Document:
Beaumont’s article continues:

The row over the decision to stage a dramatised version of SY Agnon’s A Simple Story is the latest chapter in the bitter culture war between members of Israel’s artistic community and the country’s abrasive rightwing culture and sport minister, Miri Regev.

Regev has threatened to cut funding to arts groups that refuse to perform in settlements in the occupied Palestinian territories.

The suggested connection between the upcoming Habima performance in the territories and the anti-BDS position of the culture minister represented the overall narrative of the Guardian piece.  

However, there’s one big problem with this argument.  It was undermined by a quote from Habima’s general manager, Odelia Friedman, in an interview that aired yesterday morning on Army Radio. 

As Haaretz reported in their Oct. 26th print edition (Habima denies Regev behind West Bank performance, Oct. 26), Friedman denied during the interview that Regev pressured the theater to perform in Kiryat Arba.  She added that “Habima as performed for many years in Ariel and Ma’ale Adumim”, that the policy of performing across the green line was “arrived at a few years ago and it has nothing to do with any particular minister”.

Tellingly, though Beaumont did cite Friedman’s interview on Army Radio at the end of his article, he only included the bit where she broadly defended Habima’s decision to perform in the settlement.

[Habima’s] general manager, Odelia Friedman, told Israeli public radio that settlers had the same right to government-subsidised culture as any other Israeli citizen. “We appear everywhere where we are required,” she added.

He conveniently omitted the part of the interview where Friedman categorically denied that their decision had anything whatsoever to do with pressure from Israel’s “abrasive rightwing culture and sport minister” Miri Regev.

Once again, the Guardian’s Jerusalem correspondent published a BDS related article which omitted key information in order to buttress the desired narrative and lend greater legitimacy to promoters of boycotting the Jewish state.

 

13 replies »

  1. If it’s the first time Habima has performed in the West Bank, then why has the BDS movement caused previous rows over Habima performances in the UK?

    BDS is a racist movement. They are not political. Politics is an excuse to hate Jews as much as possible.

    To the same degree, Peter Beaumont less a journalist and more a propagandist. And the paper that runs amok with Peter Beaumont’s principles of Middle Eastern ignorance? I don’t even think I’d wipe my dog’s ass with that.

    Golly…. It’ll be 70 years soon…. This “discussion” really hasn’t gone anywhere, has it? And to think, God created us in His image. If that’s the case, then it’s no wonder our planet is killing itself.

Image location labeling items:

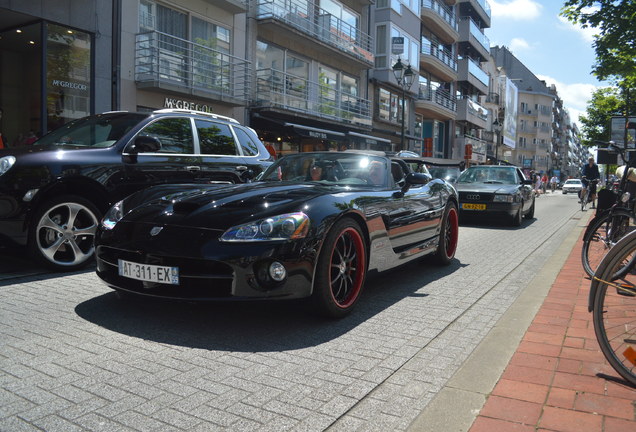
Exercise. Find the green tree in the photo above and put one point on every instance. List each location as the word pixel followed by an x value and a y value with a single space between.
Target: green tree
pixel 605 103
pixel 615 43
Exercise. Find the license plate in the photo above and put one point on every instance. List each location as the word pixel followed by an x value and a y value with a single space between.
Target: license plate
pixel 468 206
pixel 149 273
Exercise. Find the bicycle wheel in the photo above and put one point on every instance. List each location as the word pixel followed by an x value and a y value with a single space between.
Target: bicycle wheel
pixel 614 309
pixel 603 232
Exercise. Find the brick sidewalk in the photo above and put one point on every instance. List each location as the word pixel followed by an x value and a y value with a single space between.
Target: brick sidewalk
pixel 558 379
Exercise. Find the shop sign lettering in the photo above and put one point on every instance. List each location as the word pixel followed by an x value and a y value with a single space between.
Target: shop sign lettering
pixel 68 84
pixel 182 104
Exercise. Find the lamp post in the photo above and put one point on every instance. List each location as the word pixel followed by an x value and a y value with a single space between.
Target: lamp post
pixel 496 127
pixel 404 77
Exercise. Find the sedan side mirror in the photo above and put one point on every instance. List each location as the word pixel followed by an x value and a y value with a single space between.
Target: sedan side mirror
pixel 418 178
pixel 144 144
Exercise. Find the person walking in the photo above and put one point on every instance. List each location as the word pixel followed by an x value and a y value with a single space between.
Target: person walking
pixel 590 175
pixel 553 182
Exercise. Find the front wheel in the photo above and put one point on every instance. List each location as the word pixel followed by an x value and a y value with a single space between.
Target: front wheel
pixel 602 234
pixel 448 235
pixel 341 270
pixel 614 310
pixel 62 233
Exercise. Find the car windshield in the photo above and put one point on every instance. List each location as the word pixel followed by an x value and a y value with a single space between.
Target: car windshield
pixel 101 130
pixel 490 174
pixel 449 174
pixel 341 168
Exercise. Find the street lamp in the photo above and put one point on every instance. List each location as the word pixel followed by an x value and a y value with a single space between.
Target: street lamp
pixel 496 127
pixel 404 77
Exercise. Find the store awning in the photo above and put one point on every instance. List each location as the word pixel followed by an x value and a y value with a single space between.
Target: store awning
pixel 313 132
pixel 368 139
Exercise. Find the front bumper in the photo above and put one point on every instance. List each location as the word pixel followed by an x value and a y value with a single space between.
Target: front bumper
pixel 208 269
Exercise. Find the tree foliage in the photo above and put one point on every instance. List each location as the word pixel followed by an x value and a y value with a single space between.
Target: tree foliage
pixel 605 103
pixel 615 43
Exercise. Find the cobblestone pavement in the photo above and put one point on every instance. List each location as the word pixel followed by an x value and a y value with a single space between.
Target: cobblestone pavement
pixel 74 357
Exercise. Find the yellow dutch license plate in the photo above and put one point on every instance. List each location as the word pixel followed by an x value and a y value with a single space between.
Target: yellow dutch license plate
pixel 468 206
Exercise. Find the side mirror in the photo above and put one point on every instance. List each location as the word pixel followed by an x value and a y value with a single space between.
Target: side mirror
pixel 418 178
pixel 144 144
pixel 247 175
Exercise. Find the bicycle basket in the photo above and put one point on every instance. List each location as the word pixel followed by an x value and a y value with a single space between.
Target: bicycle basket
pixel 605 199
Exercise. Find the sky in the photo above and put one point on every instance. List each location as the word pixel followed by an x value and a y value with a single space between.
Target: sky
pixel 550 46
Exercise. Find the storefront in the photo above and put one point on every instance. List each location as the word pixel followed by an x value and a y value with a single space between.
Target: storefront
pixel 47 69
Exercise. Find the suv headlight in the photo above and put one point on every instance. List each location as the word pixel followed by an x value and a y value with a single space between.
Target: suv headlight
pixel 113 215
pixel 6 163
pixel 504 198
pixel 288 226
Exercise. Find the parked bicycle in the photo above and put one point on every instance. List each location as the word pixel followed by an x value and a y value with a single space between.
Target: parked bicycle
pixel 612 302
pixel 614 219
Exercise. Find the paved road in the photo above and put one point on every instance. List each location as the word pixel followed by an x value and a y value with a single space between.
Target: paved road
pixel 74 357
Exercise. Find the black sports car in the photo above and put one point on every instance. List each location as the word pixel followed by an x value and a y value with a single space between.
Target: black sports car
pixel 495 190
pixel 312 225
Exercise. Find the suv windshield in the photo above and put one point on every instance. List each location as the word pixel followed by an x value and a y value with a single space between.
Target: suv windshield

Stated problem: Extend the Habima text from where it stops. The items are separate material and have no connection to the Habima text.

Result for this task:
  2. So Beaumont uses a little known professor and an activist as his “go to” sources for his story and blows it up into a cultural crisis. Surprise! It’s just one of the reasons he is a lousy reporter and why the Guardian is an anti-Israel propaganda rag. Obscuring the reality of Israel and the totalitarian thugs it’s up against by the Guardian and other British media sources is how they get British citizens all worked up into a frenzy of little real importance to the world we live in and keep them distracted from the things that matter. And thank you to Mr. Beaumont also for pushing propaganda terms like ‘occupied Palestinian territory’ and awarding it to the Arabs who claim to be the indigenous people (most of whom aren’t) but laughably have no indigenous name for themselves or their ‘historic’ country whose borders were delineated by the British Empire for another people whose ties to the land holds far more historical weight, i.e., the Jews. Let’s chalk up Mr. Beaumont’s reportage to his own brand of “abrasive leftwing culture and obscurantist bullshit minister,” i.e., the Guardian.

  3. The most remarkable thing about the article is looking at it in its totality. A writer, educated and paid to cover the news as part of free expression creates a giant falsehood. The reason he does so is because he believes he is an active participant in a “narrative” a version of reality that he at all times treats as unquestionably and irrefutably true. Beaumont, like any good writer in the ministry of truth, takes the story of the moment and fabricates away in the name of Big Brother and the Party.

    This is an intellectual sickness of the highest order. The fact it is directed against the Jewish people and the fact the open bigotry and genocidal intentions of the Palestinians are ignored (all part of the narrative, all Jews are white or Khazars or who cares as long as Israel is allied with the US) is the intellectual crime of our times.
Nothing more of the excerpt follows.